**Passage to read**
━━━━━━━━━━
An absurdly small storefront restaurant, El Camino Real is positively spacious compared to another Midtown taqueria in a former shop (in this case a part of the former Lamar’s doughnut flagship store), Hamburguesas Los Compas, which does for the lowly hamburger—among other things—what Salma Hayak does for rosewater face wash. It looks very, very nice.

A grilled burger at this venue might also be topped with a thin slice of grilled ham and fresh avocado slices, tomato, onion, lettuce. Unusual for a burger, but tasty. There are a few more burger choices, several street taco offerings, and at least one delicious burrito. There have been almost a half dozen restaurant concepts that have quickly opened and closed in this tiny space—across Linwood Boulevard from Costco—and anything that lasts longer than an I Love Lucy re-run is worth a visit, if only for compelling cocktail party conversation.

There are some restaurant ideas that evoke more enthusiasm in Kansas City than others. And even if the empanadas at this unlikely venue housing Empanada Madness, 906 Southwest Blvd., since 2013 hadn’t been so light and flavorful, the place would have still caught on for the excellent choice of arepas, Venezuluan-style empanadas, pastellitos (puffier, Cuban-style empanadas) and salsa concoctions. It was almost immediately successful, proving that a good location is a blessing, but a good product is a miracle.
━━━━━━━━━━
Bounding box annotation entries
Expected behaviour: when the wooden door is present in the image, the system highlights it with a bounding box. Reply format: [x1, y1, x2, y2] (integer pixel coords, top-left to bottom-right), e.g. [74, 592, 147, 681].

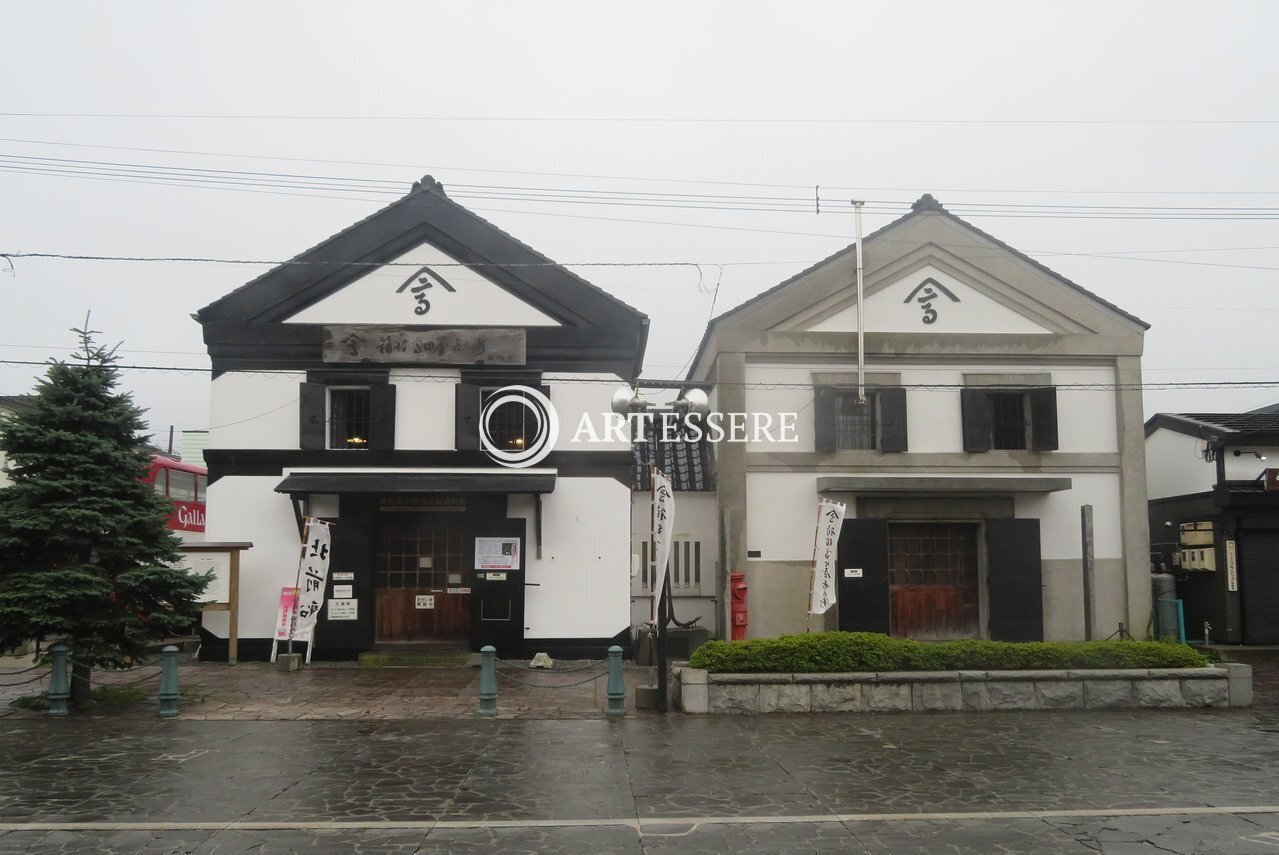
[888, 522, 980, 641]
[373, 513, 472, 644]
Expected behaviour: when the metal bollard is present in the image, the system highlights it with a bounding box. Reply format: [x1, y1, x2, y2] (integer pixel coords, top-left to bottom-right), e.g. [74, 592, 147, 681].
[606, 644, 627, 715]
[160, 644, 178, 718]
[476, 644, 498, 715]
[45, 644, 72, 715]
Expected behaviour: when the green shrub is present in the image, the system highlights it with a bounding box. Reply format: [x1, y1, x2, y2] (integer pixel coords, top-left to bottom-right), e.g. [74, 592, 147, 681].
[688, 632, 1209, 673]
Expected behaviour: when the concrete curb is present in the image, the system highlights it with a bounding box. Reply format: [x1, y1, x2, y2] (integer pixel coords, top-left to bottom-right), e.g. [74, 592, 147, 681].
[675, 663, 1252, 714]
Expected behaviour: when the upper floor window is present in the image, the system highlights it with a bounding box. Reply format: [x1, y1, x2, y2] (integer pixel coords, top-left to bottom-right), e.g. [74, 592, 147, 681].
[961, 387, 1058, 452]
[813, 385, 907, 452]
[454, 371, 550, 452]
[480, 388, 537, 451]
[329, 388, 370, 448]
[298, 380, 395, 451]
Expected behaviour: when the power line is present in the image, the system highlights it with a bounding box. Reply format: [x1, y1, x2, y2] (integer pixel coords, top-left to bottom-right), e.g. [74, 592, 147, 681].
[0, 360, 1279, 392]
[7, 154, 1279, 220]
[0, 137, 1279, 196]
[0, 111, 1279, 127]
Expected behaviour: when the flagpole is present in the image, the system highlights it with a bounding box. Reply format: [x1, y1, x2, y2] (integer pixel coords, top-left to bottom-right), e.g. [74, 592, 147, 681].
[284, 517, 311, 654]
[803, 499, 821, 632]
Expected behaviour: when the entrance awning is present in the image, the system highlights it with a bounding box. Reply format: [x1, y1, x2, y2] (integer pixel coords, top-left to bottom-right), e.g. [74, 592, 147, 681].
[275, 468, 555, 495]
[817, 475, 1071, 495]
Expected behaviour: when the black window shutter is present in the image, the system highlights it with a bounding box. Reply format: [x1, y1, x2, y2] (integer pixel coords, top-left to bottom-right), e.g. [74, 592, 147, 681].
[875, 387, 906, 454]
[812, 387, 835, 452]
[835, 520, 889, 635]
[1030, 387, 1056, 452]
[298, 383, 329, 448]
[959, 389, 990, 452]
[986, 520, 1044, 641]
[453, 383, 480, 451]
[368, 383, 395, 452]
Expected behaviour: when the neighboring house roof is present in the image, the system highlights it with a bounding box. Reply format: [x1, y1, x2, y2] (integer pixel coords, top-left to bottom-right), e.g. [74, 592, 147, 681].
[194, 175, 648, 375]
[1146, 411, 1279, 445]
[0, 394, 36, 412]
[687, 193, 1150, 379]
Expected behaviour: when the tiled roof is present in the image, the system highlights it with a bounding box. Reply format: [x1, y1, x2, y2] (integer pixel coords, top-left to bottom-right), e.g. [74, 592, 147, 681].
[1146, 411, 1279, 444]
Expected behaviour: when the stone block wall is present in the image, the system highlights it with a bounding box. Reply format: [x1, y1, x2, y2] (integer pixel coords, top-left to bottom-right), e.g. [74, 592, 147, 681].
[675, 663, 1252, 714]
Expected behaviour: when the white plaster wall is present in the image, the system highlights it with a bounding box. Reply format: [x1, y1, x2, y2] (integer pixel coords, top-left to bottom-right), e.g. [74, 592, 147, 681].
[391, 369, 460, 451]
[1014, 474, 1124, 561]
[746, 472, 835, 561]
[746, 362, 1120, 459]
[285, 244, 560, 326]
[208, 371, 307, 448]
[203, 475, 301, 639]
[1146, 428, 1212, 499]
[1053, 366, 1119, 452]
[544, 374, 631, 452]
[508, 477, 631, 639]
[810, 265, 1053, 334]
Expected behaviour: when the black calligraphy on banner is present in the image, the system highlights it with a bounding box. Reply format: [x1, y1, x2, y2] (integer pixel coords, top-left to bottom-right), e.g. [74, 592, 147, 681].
[652, 468, 675, 608]
[808, 499, 845, 614]
[294, 520, 330, 635]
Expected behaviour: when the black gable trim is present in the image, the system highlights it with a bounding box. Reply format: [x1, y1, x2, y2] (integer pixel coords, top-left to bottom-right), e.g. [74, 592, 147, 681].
[198, 180, 646, 340]
[205, 321, 647, 380]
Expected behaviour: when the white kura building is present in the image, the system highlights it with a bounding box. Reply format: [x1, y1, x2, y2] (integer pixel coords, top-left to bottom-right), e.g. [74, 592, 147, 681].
[687, 196, 1151, 640]
[197, 178, 648, 659]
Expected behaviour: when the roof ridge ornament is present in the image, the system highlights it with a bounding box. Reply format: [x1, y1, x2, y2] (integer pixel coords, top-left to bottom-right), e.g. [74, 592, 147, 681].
[911, 193, 946, 212]
[412, 175, 444, 193]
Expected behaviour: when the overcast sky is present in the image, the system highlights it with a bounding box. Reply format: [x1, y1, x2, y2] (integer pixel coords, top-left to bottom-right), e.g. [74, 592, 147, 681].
[0, 0, 1279, 439]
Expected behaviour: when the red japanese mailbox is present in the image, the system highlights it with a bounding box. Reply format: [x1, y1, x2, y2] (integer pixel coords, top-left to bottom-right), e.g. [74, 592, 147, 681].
[728, 573, 746, 641]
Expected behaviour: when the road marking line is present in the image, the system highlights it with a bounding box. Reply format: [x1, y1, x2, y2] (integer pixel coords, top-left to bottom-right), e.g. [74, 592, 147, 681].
[0, 805, 1279, 832]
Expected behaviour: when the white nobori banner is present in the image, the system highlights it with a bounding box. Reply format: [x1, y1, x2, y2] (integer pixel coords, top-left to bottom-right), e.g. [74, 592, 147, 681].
[652, 467, 675, 619]
[293, 520, 330, 637]
[808, 499, 844, 614]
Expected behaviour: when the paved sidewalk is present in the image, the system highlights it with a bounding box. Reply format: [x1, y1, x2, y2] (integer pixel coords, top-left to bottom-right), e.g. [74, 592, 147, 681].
[0, 657, 654, 721]
[0, 657, 1279, 721]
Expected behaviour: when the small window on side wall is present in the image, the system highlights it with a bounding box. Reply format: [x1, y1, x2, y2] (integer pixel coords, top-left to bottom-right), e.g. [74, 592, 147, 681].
[813, 385, 907, 453]
[959, 387, 1058, 452]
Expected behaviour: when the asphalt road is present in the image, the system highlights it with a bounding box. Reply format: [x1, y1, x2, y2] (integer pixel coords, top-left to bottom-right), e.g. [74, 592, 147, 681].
[0, 708, 1279, 855]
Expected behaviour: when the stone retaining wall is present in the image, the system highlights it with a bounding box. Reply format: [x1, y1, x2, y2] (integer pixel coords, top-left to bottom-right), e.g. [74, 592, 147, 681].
[675, 663, 1252, 714]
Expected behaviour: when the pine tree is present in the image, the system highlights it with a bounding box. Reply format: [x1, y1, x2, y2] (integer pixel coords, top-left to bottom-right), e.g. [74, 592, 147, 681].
[0, 323, 207, 701]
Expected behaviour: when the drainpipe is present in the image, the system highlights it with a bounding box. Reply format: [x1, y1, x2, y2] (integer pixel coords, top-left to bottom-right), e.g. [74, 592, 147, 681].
[853, 198, 866, 404]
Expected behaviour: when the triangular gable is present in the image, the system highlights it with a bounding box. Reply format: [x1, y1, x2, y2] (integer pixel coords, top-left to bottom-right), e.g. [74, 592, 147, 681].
[688, 195, 1150, 379]
[284, 244, 560, 326]
[196, 177, 648, 378]
[802, 264, 1056, 334]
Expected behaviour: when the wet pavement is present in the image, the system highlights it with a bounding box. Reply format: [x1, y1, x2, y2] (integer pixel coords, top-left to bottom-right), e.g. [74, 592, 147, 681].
[0, 664, 1279, 855]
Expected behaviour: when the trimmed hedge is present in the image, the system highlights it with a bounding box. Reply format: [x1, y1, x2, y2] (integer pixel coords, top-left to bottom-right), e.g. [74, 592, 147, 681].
[688, 632, 1209, 673]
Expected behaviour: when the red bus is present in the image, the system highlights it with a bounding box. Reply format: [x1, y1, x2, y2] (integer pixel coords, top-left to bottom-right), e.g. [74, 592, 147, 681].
[143, 454, 208, 540]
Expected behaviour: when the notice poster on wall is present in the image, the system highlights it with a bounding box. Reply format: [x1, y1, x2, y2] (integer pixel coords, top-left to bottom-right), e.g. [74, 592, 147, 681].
[275, 587, 298, 641]
[329, 599, 359, 621]
[476, 538, 519, 570]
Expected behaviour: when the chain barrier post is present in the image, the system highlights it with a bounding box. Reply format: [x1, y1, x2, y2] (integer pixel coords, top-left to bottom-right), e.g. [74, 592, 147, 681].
[476, 644, 498, 715]
[45, 644, 72, 715]
[608, 644, 627, 715]
[160, 644, 178, 718]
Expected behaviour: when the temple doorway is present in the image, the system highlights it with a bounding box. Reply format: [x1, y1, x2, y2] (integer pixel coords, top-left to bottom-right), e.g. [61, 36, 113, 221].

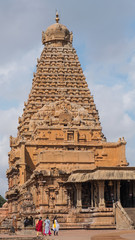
[120, 180, 135, 208]
[82, 182, 91, 208]
[104, 181, 114, 208]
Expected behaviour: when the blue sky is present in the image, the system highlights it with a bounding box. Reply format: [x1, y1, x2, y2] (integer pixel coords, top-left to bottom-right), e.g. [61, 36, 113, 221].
[0, 0, 135, 196]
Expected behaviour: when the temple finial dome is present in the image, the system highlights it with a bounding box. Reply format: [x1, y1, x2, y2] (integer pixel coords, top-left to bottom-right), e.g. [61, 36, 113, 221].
[42, 12, 73, 46]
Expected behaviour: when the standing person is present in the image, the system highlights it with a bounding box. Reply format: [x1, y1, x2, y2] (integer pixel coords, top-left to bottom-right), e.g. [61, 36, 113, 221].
[36, 217, 43, 236]
[43, 216, 51, 236]
[52, 217, 60, 235]
[55, 218, 60, 236]
[52, 218, 56, 236]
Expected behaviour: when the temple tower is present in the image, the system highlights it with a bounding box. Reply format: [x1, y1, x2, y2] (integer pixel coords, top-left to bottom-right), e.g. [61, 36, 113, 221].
[6, 14, 134, 231]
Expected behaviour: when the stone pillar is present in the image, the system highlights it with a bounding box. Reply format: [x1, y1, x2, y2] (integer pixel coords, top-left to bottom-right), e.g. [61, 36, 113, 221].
[91, 182, 94, 207]
[98, 181, 105, 207]
[133, 181, 135, 207]
[117, 180, 120, 201]
[114, 181, 117, 202]
[75, 183, 82, 208]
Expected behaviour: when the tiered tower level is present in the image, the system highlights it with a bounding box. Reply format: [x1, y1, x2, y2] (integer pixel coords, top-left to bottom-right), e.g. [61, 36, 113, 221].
[6, 15, 127, 221]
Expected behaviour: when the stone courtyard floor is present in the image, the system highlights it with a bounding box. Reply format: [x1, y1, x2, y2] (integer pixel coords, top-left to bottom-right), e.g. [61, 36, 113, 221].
[0, 230, 135, 240]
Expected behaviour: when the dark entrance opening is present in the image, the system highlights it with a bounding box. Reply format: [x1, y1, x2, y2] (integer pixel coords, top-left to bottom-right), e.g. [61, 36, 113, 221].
[120, 180, 135, 208]
[82, 182, 91, 208]
[104, 181, 114, 208]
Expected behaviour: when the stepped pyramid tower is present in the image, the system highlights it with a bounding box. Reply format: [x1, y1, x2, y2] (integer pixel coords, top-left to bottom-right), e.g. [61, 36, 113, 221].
[6, 14, 135, 231]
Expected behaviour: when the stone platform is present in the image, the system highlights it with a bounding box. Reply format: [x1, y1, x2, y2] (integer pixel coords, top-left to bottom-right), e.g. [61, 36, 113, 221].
[0, 230, 135, 240]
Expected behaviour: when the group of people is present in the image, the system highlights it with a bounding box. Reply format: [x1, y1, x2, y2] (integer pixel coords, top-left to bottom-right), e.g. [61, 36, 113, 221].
[36, 216, 59, 236]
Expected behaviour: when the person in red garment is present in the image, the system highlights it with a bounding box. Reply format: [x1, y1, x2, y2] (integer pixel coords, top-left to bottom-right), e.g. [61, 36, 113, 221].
[36, 217, 43, 236]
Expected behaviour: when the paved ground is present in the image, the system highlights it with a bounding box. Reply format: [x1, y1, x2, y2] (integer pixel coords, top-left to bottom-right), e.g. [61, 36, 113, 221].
[0, 230, 135, 240]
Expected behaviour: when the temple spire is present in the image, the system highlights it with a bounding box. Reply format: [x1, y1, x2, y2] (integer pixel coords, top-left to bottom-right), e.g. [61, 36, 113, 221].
[55, 12, 60, 23]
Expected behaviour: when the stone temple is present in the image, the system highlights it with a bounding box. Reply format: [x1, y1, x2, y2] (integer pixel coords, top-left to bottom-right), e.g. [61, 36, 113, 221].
[1, 14, 135, 229]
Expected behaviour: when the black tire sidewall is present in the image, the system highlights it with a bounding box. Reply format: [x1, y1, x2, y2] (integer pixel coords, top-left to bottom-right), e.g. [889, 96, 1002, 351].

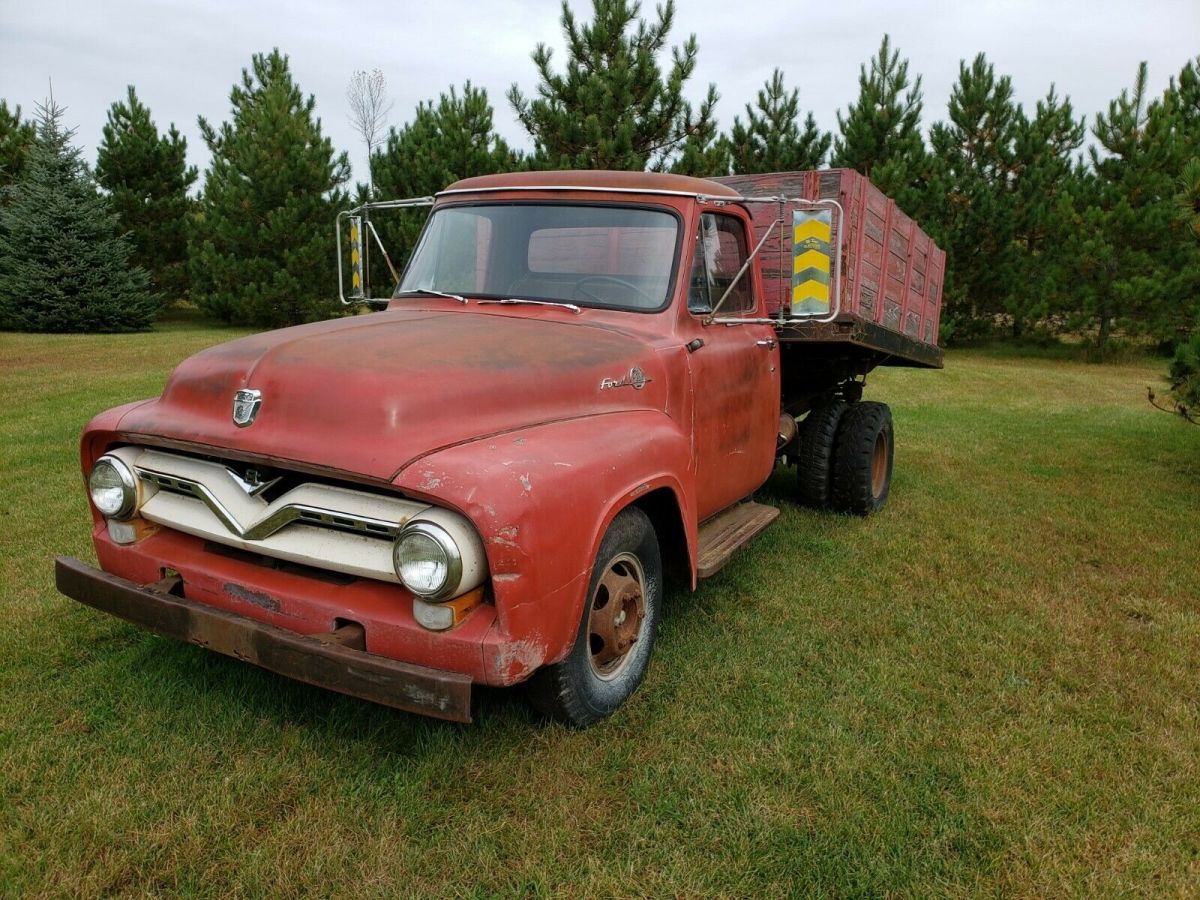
[530, 508, 662, 726]
[832, 402, 895, 516]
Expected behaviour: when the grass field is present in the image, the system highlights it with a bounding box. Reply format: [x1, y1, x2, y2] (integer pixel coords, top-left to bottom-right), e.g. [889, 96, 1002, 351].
[0, 325, 1200, 896]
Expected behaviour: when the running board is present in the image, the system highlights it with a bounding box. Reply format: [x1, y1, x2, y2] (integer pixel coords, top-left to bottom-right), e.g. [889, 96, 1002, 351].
[696, 503, 779, 578]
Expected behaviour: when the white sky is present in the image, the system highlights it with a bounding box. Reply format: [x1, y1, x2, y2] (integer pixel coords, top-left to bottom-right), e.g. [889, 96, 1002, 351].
[0, 0, 1200, 180]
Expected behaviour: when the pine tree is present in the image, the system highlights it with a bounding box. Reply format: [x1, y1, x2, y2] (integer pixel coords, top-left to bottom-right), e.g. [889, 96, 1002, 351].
[728, 68, 833, 175]
[371, 82, 523, 293]
[188, 49, 349, 328]
[96, 84, 197, 299]
[926, 53, 1020, 338]
[670, 84, 731, 178]
[0, 100, 158, 332]
[832, 35, 926, 216]
[508, 0, 708, 172]
[1063, 62, 1176, 353]
[0, 100, 37, 190]
[1008, 85, 1085, 337]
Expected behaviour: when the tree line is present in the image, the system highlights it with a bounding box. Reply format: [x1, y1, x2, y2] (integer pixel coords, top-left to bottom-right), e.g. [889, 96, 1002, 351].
[0, 0, 1200, 408]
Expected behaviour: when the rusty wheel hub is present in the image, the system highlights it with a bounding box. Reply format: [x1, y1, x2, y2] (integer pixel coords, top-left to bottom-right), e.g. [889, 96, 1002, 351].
[588, 553, 646, 679]
[871, 431, 888, 499]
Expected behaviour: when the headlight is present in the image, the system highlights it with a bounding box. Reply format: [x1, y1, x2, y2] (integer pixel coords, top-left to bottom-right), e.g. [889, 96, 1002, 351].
[88, 456, 138, 518]
[392, 522, 462, 600]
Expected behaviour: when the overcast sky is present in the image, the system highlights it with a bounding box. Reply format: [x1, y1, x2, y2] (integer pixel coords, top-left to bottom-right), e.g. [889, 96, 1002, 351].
[0, 0, 1200, 186]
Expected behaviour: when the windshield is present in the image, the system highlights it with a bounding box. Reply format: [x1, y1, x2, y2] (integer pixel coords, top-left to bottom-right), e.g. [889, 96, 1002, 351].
[396, 203, 679, 311]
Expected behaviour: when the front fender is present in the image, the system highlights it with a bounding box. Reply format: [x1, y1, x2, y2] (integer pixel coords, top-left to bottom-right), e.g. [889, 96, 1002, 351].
[395, 410, 696, 684]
━━━━━━━━━━
**Exercise requirements**
• A. Duplicate a section of the Kansas City restaurant passage: begin at the words that have "There are some" and stop after "is a miracle.".
• B. For each statement, answer yes or no depending on whether the Kansas City restaurant passage agrees with it, and quote the words that decide it.
(i) Empanada Madness has been at 906 Southwest Blvd. since 2013.
(ii) El Camino Real is roomier than Hamburguesas Los Compas.
(iii) Pastellitos are described as flatter, Venezuelan-style empanadas.
• C. List every topping that the Kansas City restaurant passage says a grilled burger might be topped with.
The items are separate material and have no connection to the Kansas City restaurant passage.

**Answers to the problems**
• A.
There are some restaurant ideas that evoke more enthusiasm in Kansas City than others. And even if the empanadas at this unlikely venue housing Empanada Madness, 906 Southwest Blvd., since 2013 hadn’t been so light and flavorful, the place would have still caught on for the excellent choice of arepas, Venezuluan-style empanadas, pastellitos (puffier, Cuban-style empanadas) and salsa concoctions. It was almost immediately successful, proving that a good location is a blessing, but a good product is a miracle.

• B.
(i) Yes: "Empanada Madness, 906 Southwest Blvd., since 2013"
(ii) Yes: "El Camino Real is positively spacious compared to another Midtown taqueria"
(iii) No: "pastellitos (puffier, Cuban-style empanadas)"

• C.
- a thin slice of grilled ham
- fresh avocado slices
- tomato
- onion
- lettuce